- [What you are asked to do]:
The expected answer is the set of lines in the data below between the line holding "Query: rock face" and the line holding "Give x and y for each instance of the wet stone", inclusive, written out exactly.

☆ ☆ ☆ ☆ ☆

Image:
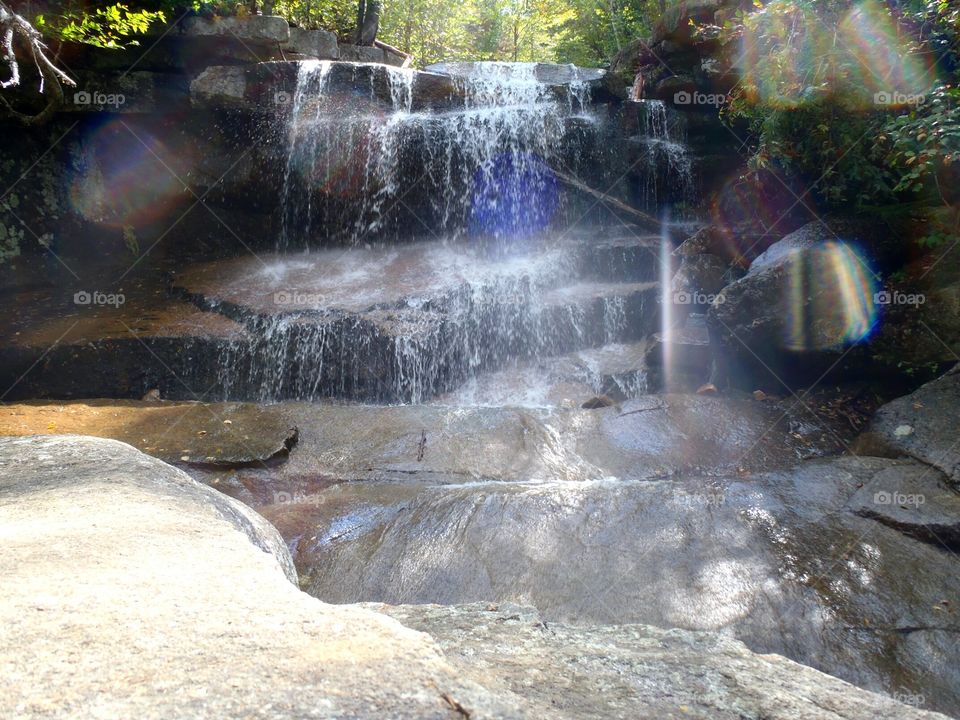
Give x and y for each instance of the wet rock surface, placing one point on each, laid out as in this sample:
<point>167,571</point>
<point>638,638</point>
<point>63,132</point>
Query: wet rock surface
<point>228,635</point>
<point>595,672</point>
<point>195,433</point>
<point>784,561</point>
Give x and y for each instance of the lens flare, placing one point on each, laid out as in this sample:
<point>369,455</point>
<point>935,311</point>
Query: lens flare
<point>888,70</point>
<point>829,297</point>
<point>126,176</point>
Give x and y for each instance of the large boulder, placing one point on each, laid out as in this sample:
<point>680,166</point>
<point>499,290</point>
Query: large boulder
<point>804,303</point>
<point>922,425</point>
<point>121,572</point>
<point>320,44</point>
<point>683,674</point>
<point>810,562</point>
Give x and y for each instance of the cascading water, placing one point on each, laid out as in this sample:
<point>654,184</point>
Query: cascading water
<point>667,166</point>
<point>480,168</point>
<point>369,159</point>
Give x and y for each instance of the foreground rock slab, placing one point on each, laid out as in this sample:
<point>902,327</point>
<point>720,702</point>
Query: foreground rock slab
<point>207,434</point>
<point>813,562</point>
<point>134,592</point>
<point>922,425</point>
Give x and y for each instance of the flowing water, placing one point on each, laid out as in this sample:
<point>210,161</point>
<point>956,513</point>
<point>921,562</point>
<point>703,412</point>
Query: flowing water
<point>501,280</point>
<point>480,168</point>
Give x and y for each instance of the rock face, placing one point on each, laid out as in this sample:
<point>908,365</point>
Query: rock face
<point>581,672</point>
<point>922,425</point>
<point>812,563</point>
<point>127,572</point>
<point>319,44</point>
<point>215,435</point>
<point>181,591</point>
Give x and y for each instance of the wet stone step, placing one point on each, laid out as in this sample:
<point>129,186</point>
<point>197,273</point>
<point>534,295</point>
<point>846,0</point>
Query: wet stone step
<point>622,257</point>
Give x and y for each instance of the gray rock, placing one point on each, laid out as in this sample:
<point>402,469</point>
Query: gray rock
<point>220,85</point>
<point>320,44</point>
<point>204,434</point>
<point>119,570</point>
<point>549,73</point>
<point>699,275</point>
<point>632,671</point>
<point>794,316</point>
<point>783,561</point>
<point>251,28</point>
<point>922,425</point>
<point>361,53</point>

☆ ☆ ☆ ☆ ☆

- [Task result]:
Query: rock face
<point>581,672</point>
<point>922,425</point>
<point>812,563</point>
<point>127,572</point>
<point>319,44</point>
<point>215,435</point>
<point>181,591</point>
Give x and y for each instance of the wet stone step, placing one point on each, laid out as in this sample:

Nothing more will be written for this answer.